§ **What is expected**:
Extend the committee debate transcript on how amendments are numbered and grouped, beginning right after the Chairman's explanation.

Rob Marris: The Government amendments have been ably explained by the Paymaster General. As I understand them, they are mostly a tidying-up exercise. Amendments Nos. 4 and 6 are not so much about that. We have already dealt with amendment No. 3 under clause 291. For obvious, reasons amendment No. 5 was not selected, because it can be dealt with by a stand part debate on clause 294. My understanding is that, as a general indication, the lower the amendment number, the earlier it was tabled. That does not necessarily mean that amendment No. 4 was the fourth that was tabled, but there is a strong tendency that a low amendment number indicates an amendment that was tabled early. As I understand it, they are batched together. This is putting a slight gloss on it, but that suggests to me that four of the top six amendments—
The Chairman: Order. May I assist the hon. Gentleman? Amendments are numbered as they come in. They are grouped as they occur in the Bill.

§ **Raw data**:
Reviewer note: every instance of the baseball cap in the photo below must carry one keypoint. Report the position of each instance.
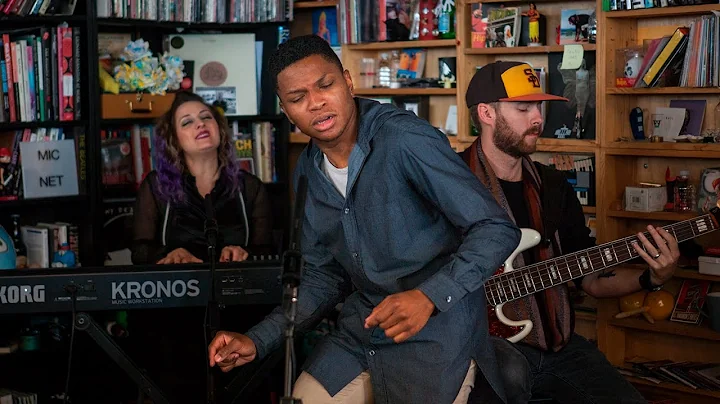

§ **Output for this exercise**:
Rob Marris: They are grouped as they occur in the Bill, of course. It is the numbering to which I refer. It is putting a slight gloss on the matter, but I think that four of the first six Conservative amendments deal with part 7 and are designed to make life easier for those who wish to run tax-avoidance schemes. I think that that is very telling.
Mr. Flight: The hon. Gentleman might be pleased to know that they were amendments that were suggested by Mr. Edward Troup, who is now working for the Treasury, on the ground that he felt that the Government's proposals were unsatisfactory from a legal point of view. They were tabled early because he knew that he was changing jobs and that he needed to table them in good time.
Rob Marris: I stand to be corrected but I do not think that Edward Troup tabled the amendments. That was done by hon. Members.
Mr. Flight: I will take that back, because I do not know whether it was true. However, I asked Mr. Troup to sort out the amendments early.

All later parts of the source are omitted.